The loud music coming from the house next door is a negative externality that can be directly quantified. The accompanying table shows the marginal social benefit and the marginal social cost per decibel (dB, a measure of volume) of music.

  1. Draw the marginal social benefit curve and the marginal social cost curve. Use your diagram to determine the socially optimal volume of music.

  2. Only the residents of the house benefit from the music, and they bear none of the cost. Which volume of music will they choose?

  3. The city imposes a Pigouvian tax of $3 per decibel above 90 dB of music played. From your diagram, determine the volume of music the residents of the house next door will now choose.

Question 16.14

Some Canadian dairy farmers are adopting a new technology that allows them to produce their own electricity from methane gas captured from animal wastes. (One cow can produce up to 2 kilowatts a day.) This practice reduces the amount of methane gas released into the atmosphere. In addition to reducing their own utility bills, the farmers are allowed to sell any electricity they produce at favourable rates.

  1. Explain how the ability to earn money from capturing and transforming methane gas behaves like a Pigouvian tax on methane gas pollution and can lead the dairy industry to emit the efficient amount of methane gas pollution.

  2. Suppose some dairy farmers have lower costs of transforming methane into electricity than others. Explain how this system leads to an efficient allocation of emissions reduction among farmers.

Question 16.15

Voluntary environmental programs have been extremely popular in Canada, the United States, Europe, and Japan. Part of their popularity stems from the fact that these programs do not require legislative authority, which is often hard to obtain. The voluntary Memorandum of Understanding (MOU) between Transport Canada and Canadian airlines in 2005 is an example of such a program. With this agreement, Transport Canada sought to reduce emissions of greenhouse gases. Companies were asked to voluntarily commit to reducing emissions by improving fuel efficiency from their 1990 levels by 24% by 2012. The program actually exceeded its target resulting in a 31% cumulative improvement. In 2012 a new voluntary agreement was signed between these parties that would see fuel efficiency improve by at least 2% per year until 2020.

For this question assume that fuel efficiency improvements result in an equal percent reduction in greenhouse gas emissions.

  1. As in Figure 16-4, draw marginal benefit curves for pollution generated by two airlines, A and B, in 1990. Assume that without government intervention, each airline emits the same amount of pollution, but that at all levels of pollution less than this amount, airline A’s marginal benefit of polluting is less than that of airline B (perhaps due to using a different type of aircraft). Label the vertical axis “Marginal benefit to individual polluter” and the horizontal axis “Quantity of pollution emissions.” Mark the quantity of pollution each airline produces without government action.

  2. Do you expect the total quantity of pollution before the program was put in place to have been less than or more than the optimal quantity of pollution? Why?

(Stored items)
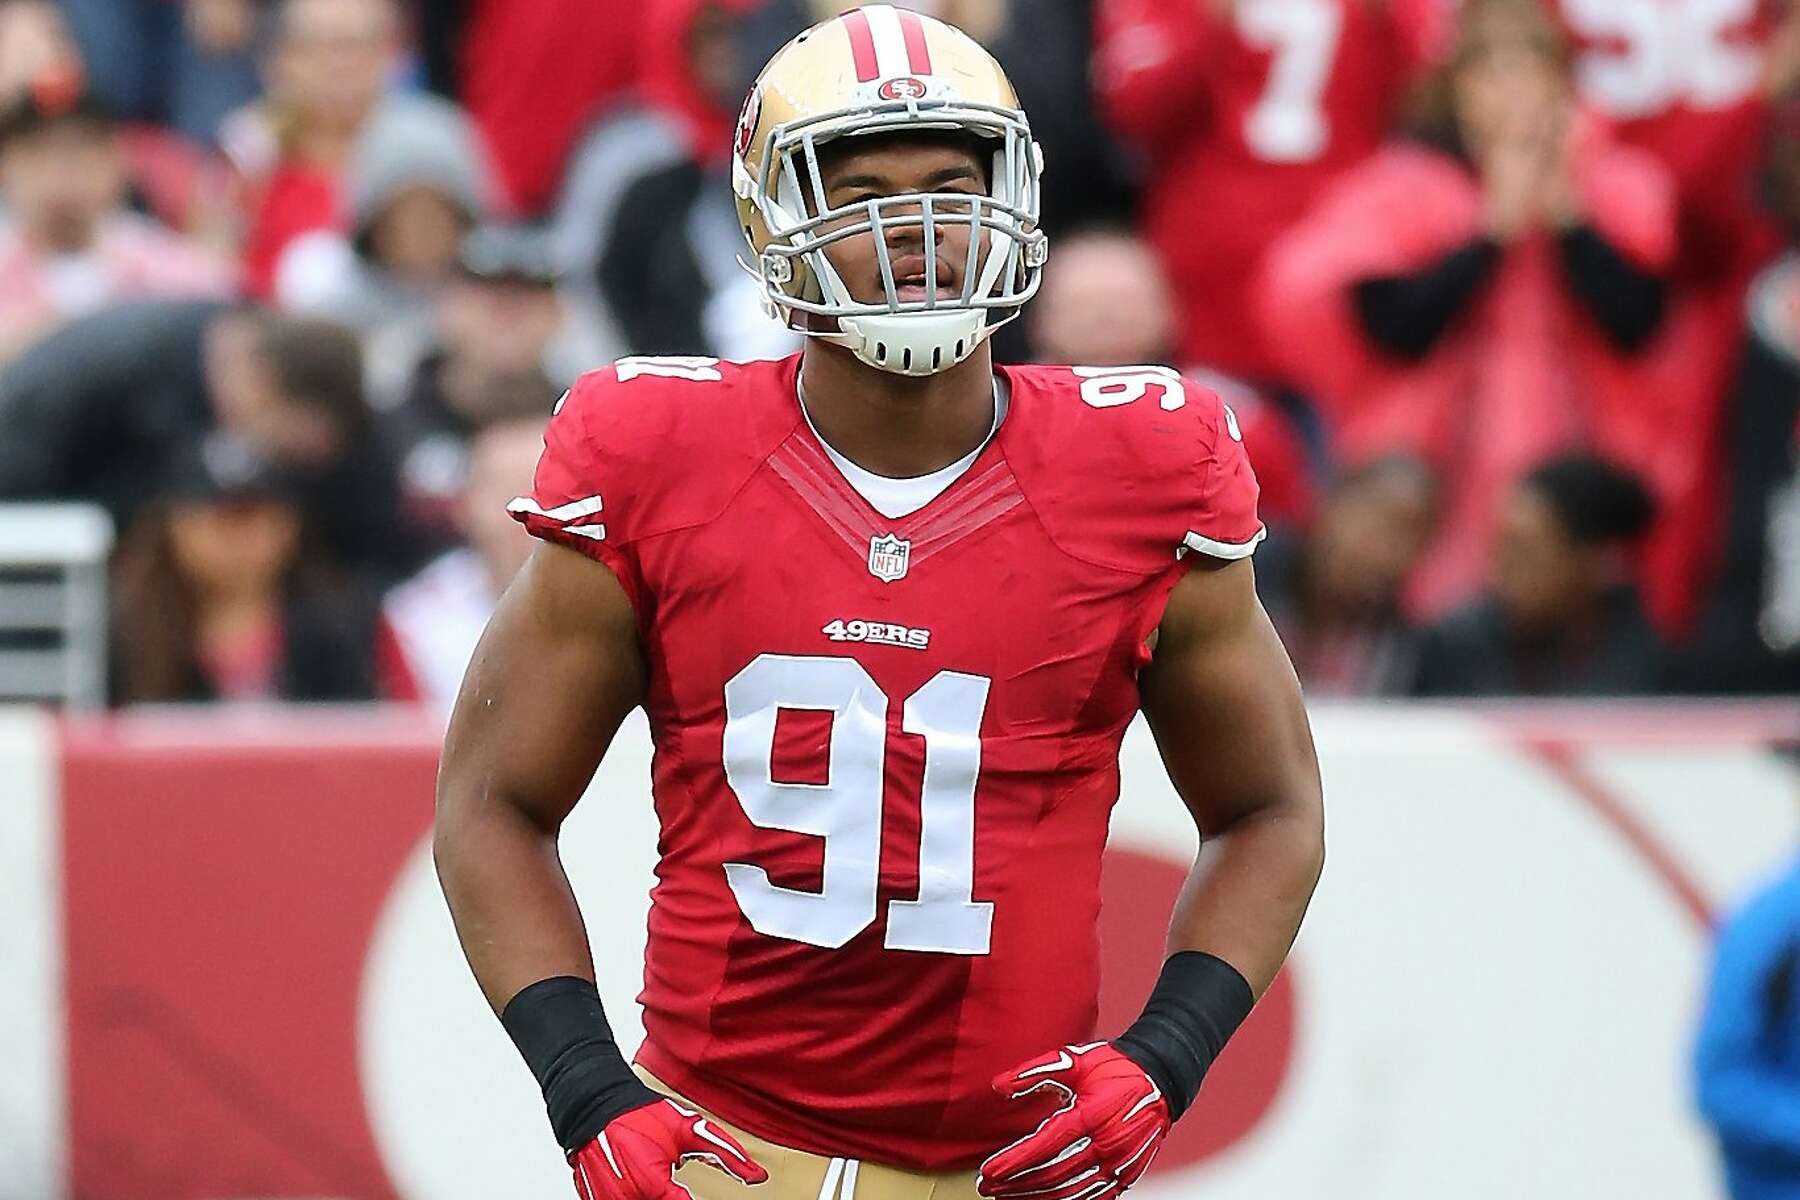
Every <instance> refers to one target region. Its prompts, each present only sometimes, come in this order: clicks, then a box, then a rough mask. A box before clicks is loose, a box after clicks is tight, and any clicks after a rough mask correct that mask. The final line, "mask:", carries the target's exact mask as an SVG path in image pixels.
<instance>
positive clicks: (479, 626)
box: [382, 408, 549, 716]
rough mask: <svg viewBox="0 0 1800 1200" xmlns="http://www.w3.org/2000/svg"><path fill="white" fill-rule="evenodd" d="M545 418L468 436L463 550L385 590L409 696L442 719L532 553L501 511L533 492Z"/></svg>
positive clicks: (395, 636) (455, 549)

• Directions:
1. Answer these from the economics problem set:
(a) What Pigouvian tax does the city impose on the music?
(b) How much electricity can one cow produce per day?
(c) What cumulative improvement in fuel efficiency did the 2005 program actually achieve?
2. In the economics problem set, retype the passage that begins at the words "Some Canadian dairy" and stops after "reduction among farmers.".

• Numbered responses:
1.
(a) $3 per decibel above 90 dB of music played
(b) Up to 2 kilowatts a day
(c) A 31% cumulative improvement

2.
Some Canadian dairy farmers are adopting a new technology that allows them to produce their own electricity from methane gas captured from animal wastes. (One cow can produce up to 2 kilowatts a day.) This practice reduces the amount of methane gas released into the atmosphere. In addition to reducing their own utility bills, the farmers are allowed to sell any electricity they produce at favourable rates.

  1. Explain how the ability to earn money from capturing and transforming methane gas behaves like a Pigouvian tax on methane gas pollution and can lead the dairy industry to emit the efficient amount of methane gas pollution.

  2. Suppose some dairy farmers have lower costs of transforming methane into electricity than others. Explain how this system leads to an efficient allocation of emissions reduction among farmers.